TEXTAUSZUG:
§
Göthewitz, Neujahr 2004

Ja, Thomas Eipper,
an Dich will ich mich wenden und Dir zumuten, was mich hat aufhorchen lassen, auflachen und weinen, aufatmen und antworten.

Dies kleine Büchlein bekam ich 1972 von einem Studenten aus Westberlin in die Hand, der es über die Grenze geschmuggelt hatte, weil ich die einzige in der spontanen Runde von Theologie Studierenden im Sprachenkonvikt war, die dem Namen Eugen Rosenstock- Huessy schon begegnet war, als Zitat in einem Buch, das ich für eine Seminararbeit verwendet hatte.

„In Verwaltung von Gudrun Eipper” schrieb ich hinein, als ich begriff, welche befreiende Botschaft mich in diesem Büchlein erreicht hatte. In „ewiger” fügte Bernd Dietrich ein, den ich damals zu lieben suchte. So wehrte er sich und so schickte er zurück in unendliche Ferne, worauf er nicht antworten wollte.

Verwaltung kann nicht ewig sein. Der Schatz sucht Erben. Du bist mir eingefallen als Adressat in der nächsten Generation.

Das wäre mir vor einem Jahr nicht in den Sinn gekommen, aber 2004 haben wir einander erlebt bei unseren Festen und beim Abschied von Deinem Opa Josef. Du hast in diesem Jahr Umstellungen erfahren, Neues begonnen, anderes geprobt. Du liebst ein Mädchen.

Ich war in den letzten Semestern meines zweiten Studiums, als ich das Buch in die Hand bekam, und Ja und Nein sagen hatte ich geübt in meiner Zeit als „sozialistischer” Lehrerin. Es hilft nichts, die Schüler zum rechten Denken zu erziehen, das Denken wird verbogen durch die Angst, hatte ich erkannt, und so begann ich, Ja oder Nein zu sagen, egal, was es kostet. Es kostete mich nach drei Jahren den mit allem Ernst erwählten Beruf. Aber da zeigte sich auch umgehend, wie ich weitergehen kann, und es war mir ein wunderbarer Trost, daß ich am gleichen Tag in Naumburg zum Theologiestudium immatrikuliert wurde, an dem die fristlose Entlassung vom letzten dafür zuständigen Gremium, dem Rat des Kreises Merseburg, bestätigt worden war.
§
SCHREIBAUFGABE:
Zähl alle Ortsnamen auf, die im Textauszug genannt werden. Die Datensätze sind eigenständiges Material und gehören nicht zum Textauszug.
§
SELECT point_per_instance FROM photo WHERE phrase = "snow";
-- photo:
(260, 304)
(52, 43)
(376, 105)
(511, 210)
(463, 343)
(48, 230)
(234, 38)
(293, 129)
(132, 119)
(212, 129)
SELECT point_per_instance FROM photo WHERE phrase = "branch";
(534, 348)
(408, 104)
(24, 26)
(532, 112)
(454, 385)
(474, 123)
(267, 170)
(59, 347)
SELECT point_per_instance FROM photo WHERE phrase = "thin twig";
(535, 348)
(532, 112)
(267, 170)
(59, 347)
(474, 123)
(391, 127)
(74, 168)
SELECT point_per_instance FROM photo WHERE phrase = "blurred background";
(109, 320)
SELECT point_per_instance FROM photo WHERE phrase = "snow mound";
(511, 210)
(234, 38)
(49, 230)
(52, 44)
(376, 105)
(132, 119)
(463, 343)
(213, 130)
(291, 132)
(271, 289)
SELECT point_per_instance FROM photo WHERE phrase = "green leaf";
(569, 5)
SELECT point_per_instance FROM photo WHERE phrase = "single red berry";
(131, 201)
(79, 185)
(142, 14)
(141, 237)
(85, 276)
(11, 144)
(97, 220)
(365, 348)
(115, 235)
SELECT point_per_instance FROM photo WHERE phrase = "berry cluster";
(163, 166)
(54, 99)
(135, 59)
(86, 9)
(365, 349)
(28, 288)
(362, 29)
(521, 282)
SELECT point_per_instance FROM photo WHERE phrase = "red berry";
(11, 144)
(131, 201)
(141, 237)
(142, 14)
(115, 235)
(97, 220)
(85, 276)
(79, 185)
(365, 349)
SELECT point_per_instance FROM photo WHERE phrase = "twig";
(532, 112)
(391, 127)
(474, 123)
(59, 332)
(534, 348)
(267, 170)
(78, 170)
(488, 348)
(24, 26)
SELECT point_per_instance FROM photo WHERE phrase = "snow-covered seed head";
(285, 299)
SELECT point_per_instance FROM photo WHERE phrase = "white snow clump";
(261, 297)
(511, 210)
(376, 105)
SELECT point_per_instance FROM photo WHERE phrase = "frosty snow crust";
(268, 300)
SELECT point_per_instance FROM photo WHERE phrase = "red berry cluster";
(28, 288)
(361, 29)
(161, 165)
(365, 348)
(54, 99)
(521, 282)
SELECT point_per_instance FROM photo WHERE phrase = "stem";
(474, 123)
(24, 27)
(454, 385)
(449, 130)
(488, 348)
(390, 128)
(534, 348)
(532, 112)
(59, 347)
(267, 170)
§
ANTWORT:
Göthewitz, Westberlin, Naumburg, Merseburg